* What you should do *
All of the lines below should be printed again exactly as they are.

* Data under study *
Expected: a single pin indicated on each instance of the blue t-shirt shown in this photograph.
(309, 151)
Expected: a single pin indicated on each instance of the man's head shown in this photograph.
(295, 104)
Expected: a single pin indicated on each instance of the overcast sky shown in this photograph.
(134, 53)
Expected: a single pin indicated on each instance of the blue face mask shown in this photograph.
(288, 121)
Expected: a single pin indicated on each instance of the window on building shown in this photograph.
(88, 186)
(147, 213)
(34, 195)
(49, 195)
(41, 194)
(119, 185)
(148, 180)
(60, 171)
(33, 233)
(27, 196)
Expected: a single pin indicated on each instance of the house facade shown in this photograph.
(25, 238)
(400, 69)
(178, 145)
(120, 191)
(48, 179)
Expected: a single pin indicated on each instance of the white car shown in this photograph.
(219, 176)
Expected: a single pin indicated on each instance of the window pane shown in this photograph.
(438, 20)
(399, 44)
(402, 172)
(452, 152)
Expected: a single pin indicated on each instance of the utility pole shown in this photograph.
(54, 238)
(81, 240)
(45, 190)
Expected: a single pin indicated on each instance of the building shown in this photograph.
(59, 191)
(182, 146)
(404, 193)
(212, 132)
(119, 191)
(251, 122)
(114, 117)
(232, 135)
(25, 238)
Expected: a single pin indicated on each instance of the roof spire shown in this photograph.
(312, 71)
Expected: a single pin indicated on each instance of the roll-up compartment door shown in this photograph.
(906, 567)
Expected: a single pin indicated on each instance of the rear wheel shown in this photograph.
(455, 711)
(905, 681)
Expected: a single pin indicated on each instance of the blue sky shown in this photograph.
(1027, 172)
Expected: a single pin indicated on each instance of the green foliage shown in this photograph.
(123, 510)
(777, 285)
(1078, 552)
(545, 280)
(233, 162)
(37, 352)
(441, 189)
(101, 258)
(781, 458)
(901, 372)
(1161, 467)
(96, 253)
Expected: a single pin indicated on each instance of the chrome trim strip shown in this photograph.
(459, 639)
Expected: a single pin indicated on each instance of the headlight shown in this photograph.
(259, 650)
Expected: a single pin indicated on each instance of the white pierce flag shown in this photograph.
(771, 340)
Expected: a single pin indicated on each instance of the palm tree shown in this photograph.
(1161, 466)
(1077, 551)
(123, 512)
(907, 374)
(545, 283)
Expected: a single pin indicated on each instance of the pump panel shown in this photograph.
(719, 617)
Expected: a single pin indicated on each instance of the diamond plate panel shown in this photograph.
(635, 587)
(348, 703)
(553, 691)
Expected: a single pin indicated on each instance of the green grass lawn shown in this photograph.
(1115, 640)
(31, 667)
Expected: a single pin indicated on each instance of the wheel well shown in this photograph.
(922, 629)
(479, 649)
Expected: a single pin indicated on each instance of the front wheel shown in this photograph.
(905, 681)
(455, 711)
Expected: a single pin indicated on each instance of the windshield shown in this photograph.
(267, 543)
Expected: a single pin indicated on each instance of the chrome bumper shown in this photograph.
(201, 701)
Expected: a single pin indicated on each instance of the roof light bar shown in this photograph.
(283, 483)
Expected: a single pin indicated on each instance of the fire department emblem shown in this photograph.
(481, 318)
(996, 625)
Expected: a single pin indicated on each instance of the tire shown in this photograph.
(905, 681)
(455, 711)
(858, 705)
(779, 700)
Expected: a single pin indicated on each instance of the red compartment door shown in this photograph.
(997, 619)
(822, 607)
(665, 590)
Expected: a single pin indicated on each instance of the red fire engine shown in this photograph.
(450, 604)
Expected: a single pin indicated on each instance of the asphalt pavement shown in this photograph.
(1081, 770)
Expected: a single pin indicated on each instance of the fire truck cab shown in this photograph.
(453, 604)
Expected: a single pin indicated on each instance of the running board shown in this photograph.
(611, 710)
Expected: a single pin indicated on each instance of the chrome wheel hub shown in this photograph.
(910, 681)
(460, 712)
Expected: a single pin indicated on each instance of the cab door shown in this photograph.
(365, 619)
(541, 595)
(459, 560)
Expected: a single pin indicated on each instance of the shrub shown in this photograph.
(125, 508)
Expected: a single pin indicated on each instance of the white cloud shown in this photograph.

* Written solution *
Expected: a single pin indicated on each instance of the blue t-shirt shown in this photograph.
(309, 151)
Expected: a single pin indicated on each instance of the man's head shown in this photograph.
(295, 104)
Expected: a single pin indicated on each instance of the overcast sky shown in this photograph.
(134, 53)
Expected: a single pin indicated on each instance of the blue face mask shown in this photograph.
(288, 121)
Expected: a single pin indicated on each instance of the window on building shown in this photograph.
(88, 186)
(147, 213)
(34, 195)
(49, 195)
(41, 194)
(119, 185)
(148, 180)
(60, 171)
(33, 233)
(27, 196)
Expected: a single pin indicated on each instance of the house facade shown in this photograph.
(25, 238)
(400, 69)
(178, 145)
(120, 191)
(48, 179)
Expected: a single pin indicated on each instance of the white car shown in this photograph.
(219, 176)
Expected: a single pin indicated on each instance of the window pane shown in this photograph.
(438, 20)
(399, 44)
(402, 172)
(452, 152)
Expected: a single pin indicated on each instance of the utility pole shown in this photograph.
(54, 238)
(81, 240)
(45, 190)
Expected: a single pin indicated on each instance of the building shown in this photograph.
(59, 191)
(182, 146)
(404, 193)
(212, 132)
(119, 191)
(251, 122)
(114, 117)
(232, 135)
(25, 238)
Expected: a single pin indicated on each instance of the roof spire shown in this photograph.
(312, 71)
Expected: a single pin indicated on each instance of the roll-up compartment door shown in this photograph.
(906, 567)
Expected: a single pin indicated on each instance of the rear wheel shown in this photograph.
(455, 711)
(905, 681)
Expected: a single pin indicated on each instance of the blue sky shown in this photograph.
(1027, 172)
Expected: a single pin indicated on each instance of the green foliage shown in this photograph.
(123, 510)
(777, 285)
(1078, 552)
(545, 280)
(233, 162)
(37, 352)
(441, 189)
(101, 258)
(781, 458)
(901, 372)
(1161, 467)
(96, 253)
Expected: a single pin indicated on each instance of the chrome trim strip shown in this photograph.
(459, 639)
Expected: a single pin indicated on each instance of the headlight shown in this photograph.
(259, 650)
Expected: a single pin indicated on each instance of the white pierce flag shown in this photograph.
(771, 340)
Expected: a single pin indicated on each instance of the palm tree shown in this photograph.
(1161, 466)
(1077, 551)
(123, 512)
(907, 374)
(545, 283)
Expected: a single pin indicated on each instance of the pump panel shown in this photograph.
(719, 617)
Expected: a single pin indicated on each instance of the diamond plate panel shown in this photograph.
(635, 587)
(348, 703)
(553, 691)
Expected: a single pin indicated on each instance of the green grass lawn shown in this photograph.
(1115, 640)
(31, 667)
Expected: a single pin indicated on each instance of the wheel well shown in this photograph.
(922, 629)
(479, 649)
Expected: a single pin indicated on each instance of the front wheel shown in this photograph.
(905, 681)
(455, 711)
Expected: a single pin indicated on each instance of the windshield shown in this photograph.
(267, 543)
Expected: a single pin indicated on each instance of the chrome bumper shown in this photograph.
(201, 701)
Expected: a single pin indicated on each instance of the roof light bar shown in this photograph.
(283, 483)
Expected: a single pin indicated on each instance of the fire department emblem shown in this photograph.
(481, 318)
(996, 625)
Expected: a single pin indicated on each instance of the tire shown in this photograph.
(905, 681)
(455, 711)
(858, 705)
(779, 700)
Expected: a single pin indicated on each instance of the red compartment door shown in this photograph.
(997, 619)
(822, 607)
(665, 590)
Expected: a single pin indicated on each instance of the red fire engine shown in this photograph.
(450, 604)
Expected: a single pin indicated on each instance of the asphalt pavement shown in this photograph.
(1081, 770)
Expected: a single pin indicated on each instance of the fire truck cab shown in this photograph.
(453, 604)
Expected: a single pin indicated on each instance of the running board shown in this photograph.
(611, 710)
Expected: a single pin indicated on each instance of the chrome wheel hub shown in this photograph.
(910, 681)
(460, 712)
Expected: a single pin indicated on each instance of the cab door shown in this photograph.
(365, 619)
(541, 595)
(459, 560)
Expected: a single pin indicated on each instance of the shrub shown in this photograph.
(125, 508)
Expected: a single pin indicated on each instance of the white cloud shown in this photograph.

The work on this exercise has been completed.